### Stated goal
Copy out, without any change, the part of the data below that opens with the line containing "Category: riding boot" and closes with the line containing "pixel 142 97". Include both of those lines.

***** Items *****

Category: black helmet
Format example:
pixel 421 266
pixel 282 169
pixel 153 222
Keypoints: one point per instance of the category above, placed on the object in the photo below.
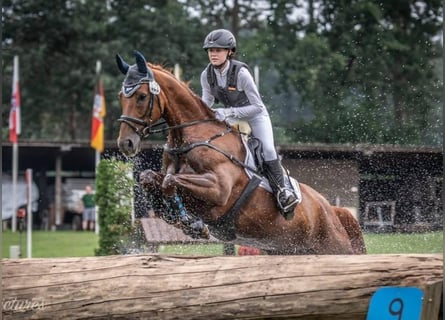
pixel 220 38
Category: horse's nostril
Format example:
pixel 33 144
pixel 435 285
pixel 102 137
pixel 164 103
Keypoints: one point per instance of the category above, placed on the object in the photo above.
pixel 126 145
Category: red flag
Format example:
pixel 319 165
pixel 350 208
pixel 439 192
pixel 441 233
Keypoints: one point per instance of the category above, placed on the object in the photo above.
pixel 97 125
pixel 14 114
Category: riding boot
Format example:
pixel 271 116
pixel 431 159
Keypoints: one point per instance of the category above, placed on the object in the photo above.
pixel 286 198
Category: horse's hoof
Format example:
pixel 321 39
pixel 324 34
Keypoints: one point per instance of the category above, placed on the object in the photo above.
pixel 146 178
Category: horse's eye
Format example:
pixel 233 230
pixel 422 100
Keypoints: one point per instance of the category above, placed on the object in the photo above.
pixel 142 97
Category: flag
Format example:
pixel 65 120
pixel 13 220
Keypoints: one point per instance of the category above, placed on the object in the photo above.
pixel 14 114
pixel 97 126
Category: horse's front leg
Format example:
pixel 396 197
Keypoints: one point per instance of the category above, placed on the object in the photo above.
pixel 151 182
pixel 207 186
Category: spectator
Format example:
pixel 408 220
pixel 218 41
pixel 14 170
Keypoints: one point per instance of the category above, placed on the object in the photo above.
pixel 89 210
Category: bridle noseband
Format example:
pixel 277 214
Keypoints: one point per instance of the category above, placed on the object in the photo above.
pixel 146 130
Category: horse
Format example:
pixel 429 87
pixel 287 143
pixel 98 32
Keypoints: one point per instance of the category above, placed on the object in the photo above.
pixel 202 168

*****

### Task answer
Category: riding boot
Format example:
pixel 271 116
pixel 431 159
Keypoints: one point per instance of the category above, placed on the object in the photo above.
pixel 286 198
Category: horse's hoof
Format example:
pixel 321 39
pixel 324 34
Keypoints: one point per instance of the category above, placed on the object in the photo above.
pixel 146 178
Category: horse's eye
Format example:
pixel 233 230
pixel 422 100
Keypoints: one point per instance of the category above, placed on the object in the photo above.
pixel 142 97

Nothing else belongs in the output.